Your task:
Under this line are the records; write out word for word the part that begins at the line containing "else: point(113, 293)." and ends at the line containing "else: point(332, 87).", and no more.

Records supplied:
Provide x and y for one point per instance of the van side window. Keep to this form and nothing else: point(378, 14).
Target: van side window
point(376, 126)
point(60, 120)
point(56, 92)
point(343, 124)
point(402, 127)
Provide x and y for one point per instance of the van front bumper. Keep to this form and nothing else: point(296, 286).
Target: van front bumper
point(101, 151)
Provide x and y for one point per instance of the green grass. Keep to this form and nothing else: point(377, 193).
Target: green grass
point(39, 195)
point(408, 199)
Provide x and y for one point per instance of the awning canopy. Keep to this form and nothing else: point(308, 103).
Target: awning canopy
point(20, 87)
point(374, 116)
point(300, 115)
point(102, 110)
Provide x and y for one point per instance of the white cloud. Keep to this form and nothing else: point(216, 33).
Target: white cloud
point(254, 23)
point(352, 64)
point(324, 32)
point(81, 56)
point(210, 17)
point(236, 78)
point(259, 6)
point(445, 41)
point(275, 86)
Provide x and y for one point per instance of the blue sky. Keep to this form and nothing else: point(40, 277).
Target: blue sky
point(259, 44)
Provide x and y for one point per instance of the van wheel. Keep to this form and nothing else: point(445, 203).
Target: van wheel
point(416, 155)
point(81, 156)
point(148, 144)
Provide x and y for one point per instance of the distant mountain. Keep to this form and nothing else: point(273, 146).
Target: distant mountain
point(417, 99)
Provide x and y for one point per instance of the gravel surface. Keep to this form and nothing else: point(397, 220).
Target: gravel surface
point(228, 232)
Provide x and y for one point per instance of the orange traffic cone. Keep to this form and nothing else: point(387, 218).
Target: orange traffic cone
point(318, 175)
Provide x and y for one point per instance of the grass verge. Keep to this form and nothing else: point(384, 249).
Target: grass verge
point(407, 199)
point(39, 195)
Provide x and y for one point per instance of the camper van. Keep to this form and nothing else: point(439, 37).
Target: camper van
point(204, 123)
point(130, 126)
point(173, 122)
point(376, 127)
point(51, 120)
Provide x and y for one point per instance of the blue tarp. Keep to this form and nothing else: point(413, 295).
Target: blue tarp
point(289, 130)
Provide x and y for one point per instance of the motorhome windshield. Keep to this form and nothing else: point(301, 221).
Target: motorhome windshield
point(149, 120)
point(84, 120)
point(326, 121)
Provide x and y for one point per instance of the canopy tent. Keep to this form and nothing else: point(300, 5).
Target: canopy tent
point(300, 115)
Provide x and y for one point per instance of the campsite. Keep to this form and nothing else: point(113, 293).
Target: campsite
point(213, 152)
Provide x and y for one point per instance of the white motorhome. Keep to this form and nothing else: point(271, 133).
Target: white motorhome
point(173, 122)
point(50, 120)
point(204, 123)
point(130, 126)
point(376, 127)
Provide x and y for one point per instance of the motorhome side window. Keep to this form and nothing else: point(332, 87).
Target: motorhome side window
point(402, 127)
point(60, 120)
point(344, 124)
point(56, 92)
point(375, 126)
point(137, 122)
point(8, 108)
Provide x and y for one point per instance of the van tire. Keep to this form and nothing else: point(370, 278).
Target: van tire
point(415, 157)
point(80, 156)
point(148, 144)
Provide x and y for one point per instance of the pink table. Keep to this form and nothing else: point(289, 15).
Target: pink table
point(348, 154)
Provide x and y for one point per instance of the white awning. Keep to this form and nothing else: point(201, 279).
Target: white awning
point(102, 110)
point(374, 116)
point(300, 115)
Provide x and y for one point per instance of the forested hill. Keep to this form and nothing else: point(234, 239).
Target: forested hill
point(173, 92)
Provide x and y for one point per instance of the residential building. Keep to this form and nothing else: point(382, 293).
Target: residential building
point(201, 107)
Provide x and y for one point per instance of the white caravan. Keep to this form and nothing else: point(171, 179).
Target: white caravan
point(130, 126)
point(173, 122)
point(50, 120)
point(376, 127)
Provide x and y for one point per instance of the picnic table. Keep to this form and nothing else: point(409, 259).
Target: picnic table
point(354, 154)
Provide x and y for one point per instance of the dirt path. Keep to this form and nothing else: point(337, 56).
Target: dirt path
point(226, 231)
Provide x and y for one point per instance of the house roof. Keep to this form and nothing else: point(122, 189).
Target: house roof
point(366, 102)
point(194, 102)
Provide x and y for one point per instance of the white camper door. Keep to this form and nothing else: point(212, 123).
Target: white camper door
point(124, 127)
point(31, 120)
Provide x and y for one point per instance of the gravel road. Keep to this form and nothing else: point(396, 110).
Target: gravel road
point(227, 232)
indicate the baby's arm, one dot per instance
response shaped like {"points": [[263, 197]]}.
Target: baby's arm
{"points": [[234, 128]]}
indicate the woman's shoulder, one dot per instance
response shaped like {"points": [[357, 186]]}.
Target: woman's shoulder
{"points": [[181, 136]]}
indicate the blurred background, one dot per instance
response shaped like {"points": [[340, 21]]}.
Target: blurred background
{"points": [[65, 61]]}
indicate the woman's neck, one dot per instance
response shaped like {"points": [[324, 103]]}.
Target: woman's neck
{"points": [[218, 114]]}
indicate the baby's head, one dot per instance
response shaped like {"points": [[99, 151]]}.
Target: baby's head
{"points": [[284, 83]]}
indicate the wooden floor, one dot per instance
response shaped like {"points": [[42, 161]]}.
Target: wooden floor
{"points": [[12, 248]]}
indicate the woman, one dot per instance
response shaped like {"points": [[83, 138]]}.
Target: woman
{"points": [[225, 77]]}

==

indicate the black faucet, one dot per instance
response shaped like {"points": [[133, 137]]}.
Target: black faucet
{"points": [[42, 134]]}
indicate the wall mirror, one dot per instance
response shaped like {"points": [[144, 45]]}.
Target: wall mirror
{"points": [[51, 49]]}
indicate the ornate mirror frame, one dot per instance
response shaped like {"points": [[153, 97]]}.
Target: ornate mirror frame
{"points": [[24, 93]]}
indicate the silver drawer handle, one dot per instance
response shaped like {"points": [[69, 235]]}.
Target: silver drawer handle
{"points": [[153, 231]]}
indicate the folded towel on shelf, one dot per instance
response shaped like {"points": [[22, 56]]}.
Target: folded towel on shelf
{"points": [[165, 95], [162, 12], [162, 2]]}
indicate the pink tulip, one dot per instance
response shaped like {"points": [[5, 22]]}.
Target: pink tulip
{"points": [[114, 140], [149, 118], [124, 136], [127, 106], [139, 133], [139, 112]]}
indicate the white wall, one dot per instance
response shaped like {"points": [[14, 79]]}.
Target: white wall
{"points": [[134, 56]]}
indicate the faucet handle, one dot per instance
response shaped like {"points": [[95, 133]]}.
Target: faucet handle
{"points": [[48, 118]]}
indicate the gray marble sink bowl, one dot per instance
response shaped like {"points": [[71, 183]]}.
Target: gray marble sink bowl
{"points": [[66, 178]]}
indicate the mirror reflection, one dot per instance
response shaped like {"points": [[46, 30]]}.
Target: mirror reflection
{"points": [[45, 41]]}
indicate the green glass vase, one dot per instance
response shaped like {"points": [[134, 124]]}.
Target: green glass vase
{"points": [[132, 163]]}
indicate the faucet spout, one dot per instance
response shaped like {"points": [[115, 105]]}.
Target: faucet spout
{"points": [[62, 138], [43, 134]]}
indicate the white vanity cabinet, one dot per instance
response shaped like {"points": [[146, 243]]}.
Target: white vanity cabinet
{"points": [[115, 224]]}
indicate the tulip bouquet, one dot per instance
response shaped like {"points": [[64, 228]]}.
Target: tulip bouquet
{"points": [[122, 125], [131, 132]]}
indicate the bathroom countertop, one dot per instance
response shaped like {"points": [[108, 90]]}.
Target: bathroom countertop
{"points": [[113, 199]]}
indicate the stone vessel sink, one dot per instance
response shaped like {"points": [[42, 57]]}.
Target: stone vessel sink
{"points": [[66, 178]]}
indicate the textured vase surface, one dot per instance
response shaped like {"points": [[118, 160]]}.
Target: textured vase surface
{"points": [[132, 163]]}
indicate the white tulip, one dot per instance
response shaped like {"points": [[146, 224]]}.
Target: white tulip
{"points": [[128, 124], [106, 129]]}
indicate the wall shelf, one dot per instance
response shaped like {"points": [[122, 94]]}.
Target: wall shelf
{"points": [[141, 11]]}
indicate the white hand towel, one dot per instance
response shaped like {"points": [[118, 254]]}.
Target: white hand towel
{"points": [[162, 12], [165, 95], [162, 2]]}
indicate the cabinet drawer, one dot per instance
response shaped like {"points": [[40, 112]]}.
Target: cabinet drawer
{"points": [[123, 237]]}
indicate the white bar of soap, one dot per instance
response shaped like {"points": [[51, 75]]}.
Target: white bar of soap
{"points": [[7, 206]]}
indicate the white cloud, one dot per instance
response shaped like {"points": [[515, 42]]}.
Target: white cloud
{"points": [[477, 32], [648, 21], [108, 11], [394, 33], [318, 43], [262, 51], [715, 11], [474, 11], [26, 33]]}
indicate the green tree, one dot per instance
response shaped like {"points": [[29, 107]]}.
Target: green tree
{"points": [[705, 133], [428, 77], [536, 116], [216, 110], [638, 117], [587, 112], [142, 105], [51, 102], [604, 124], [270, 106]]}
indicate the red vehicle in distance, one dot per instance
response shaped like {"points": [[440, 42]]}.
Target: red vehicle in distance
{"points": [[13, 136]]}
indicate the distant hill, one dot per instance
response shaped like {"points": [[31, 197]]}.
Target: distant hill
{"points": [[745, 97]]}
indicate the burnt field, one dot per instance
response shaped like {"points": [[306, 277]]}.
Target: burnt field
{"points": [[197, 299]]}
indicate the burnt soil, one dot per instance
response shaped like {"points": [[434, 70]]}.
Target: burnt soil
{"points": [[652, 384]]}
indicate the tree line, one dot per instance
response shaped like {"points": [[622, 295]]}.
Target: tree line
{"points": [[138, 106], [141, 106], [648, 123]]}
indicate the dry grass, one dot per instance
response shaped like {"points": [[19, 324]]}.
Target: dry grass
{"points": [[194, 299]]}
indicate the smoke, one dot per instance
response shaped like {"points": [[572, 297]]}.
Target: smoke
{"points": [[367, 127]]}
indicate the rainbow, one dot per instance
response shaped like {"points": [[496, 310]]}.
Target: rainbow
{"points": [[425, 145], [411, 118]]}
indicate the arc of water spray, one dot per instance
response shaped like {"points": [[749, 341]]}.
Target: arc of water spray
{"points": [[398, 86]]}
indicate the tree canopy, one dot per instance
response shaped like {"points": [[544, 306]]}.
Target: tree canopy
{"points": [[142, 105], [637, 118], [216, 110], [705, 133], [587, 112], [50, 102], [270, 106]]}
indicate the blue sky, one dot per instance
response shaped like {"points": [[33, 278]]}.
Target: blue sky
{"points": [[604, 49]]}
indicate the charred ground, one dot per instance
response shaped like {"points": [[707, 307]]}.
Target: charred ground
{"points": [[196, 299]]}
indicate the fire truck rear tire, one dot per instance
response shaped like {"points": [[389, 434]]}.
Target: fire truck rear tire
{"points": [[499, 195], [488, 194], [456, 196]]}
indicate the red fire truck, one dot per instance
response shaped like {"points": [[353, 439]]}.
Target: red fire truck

==

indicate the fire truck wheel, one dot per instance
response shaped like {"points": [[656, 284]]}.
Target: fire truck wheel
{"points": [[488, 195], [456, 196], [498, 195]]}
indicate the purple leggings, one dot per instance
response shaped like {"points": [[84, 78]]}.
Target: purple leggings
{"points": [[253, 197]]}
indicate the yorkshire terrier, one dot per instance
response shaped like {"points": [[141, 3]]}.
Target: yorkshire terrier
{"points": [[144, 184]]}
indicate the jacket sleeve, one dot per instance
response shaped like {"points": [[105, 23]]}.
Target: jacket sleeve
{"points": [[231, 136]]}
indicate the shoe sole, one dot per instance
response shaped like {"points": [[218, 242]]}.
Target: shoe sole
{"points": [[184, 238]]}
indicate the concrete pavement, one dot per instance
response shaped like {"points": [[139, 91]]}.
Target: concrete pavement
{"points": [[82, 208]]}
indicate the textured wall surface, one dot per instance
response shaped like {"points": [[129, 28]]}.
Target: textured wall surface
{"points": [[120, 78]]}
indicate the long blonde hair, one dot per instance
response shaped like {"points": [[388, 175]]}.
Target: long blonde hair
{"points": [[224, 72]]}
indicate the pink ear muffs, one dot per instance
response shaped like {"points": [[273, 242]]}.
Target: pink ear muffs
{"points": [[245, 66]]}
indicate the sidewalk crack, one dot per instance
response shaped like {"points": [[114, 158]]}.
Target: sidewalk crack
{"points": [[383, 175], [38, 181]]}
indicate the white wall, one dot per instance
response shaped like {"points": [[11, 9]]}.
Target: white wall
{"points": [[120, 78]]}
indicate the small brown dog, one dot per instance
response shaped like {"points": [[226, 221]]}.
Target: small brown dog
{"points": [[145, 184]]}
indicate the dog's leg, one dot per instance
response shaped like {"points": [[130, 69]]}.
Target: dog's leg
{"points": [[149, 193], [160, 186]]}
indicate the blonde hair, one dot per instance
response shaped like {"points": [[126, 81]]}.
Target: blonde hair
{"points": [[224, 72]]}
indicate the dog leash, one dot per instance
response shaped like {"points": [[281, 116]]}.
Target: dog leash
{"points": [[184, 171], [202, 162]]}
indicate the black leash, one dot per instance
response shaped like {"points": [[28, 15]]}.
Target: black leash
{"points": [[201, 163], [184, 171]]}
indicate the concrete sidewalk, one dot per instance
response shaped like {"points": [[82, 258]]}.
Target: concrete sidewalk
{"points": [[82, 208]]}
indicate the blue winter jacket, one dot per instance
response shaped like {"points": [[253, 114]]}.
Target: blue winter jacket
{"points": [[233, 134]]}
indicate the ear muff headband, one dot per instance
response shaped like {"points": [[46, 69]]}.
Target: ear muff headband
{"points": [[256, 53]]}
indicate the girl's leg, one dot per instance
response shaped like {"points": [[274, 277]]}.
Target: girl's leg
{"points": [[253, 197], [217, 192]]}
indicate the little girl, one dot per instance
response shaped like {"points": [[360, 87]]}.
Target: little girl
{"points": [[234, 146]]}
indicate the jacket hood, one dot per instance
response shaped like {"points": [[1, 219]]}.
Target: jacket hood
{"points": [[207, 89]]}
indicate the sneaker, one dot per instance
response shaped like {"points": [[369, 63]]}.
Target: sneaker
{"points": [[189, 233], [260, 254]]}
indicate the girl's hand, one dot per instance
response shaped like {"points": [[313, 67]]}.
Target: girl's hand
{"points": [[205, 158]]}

Result:
Provide x and y for one point per instance of the campsite. Keep to this form and nothing else: point(113, 293).
Target: campsite
point(213, 152)
Provide x and y for one point per instance of the white motorhome. Keep to this form and nothing else: point(271, 133).
Target: white motorhome
point(173, 122)
point(50, 120)
point(204, 123)
point(130, 126)
point(376, 127)
Provide x and y for one point per instance of the motorhome side window. Keep to this form and nothing else: point(332, 87).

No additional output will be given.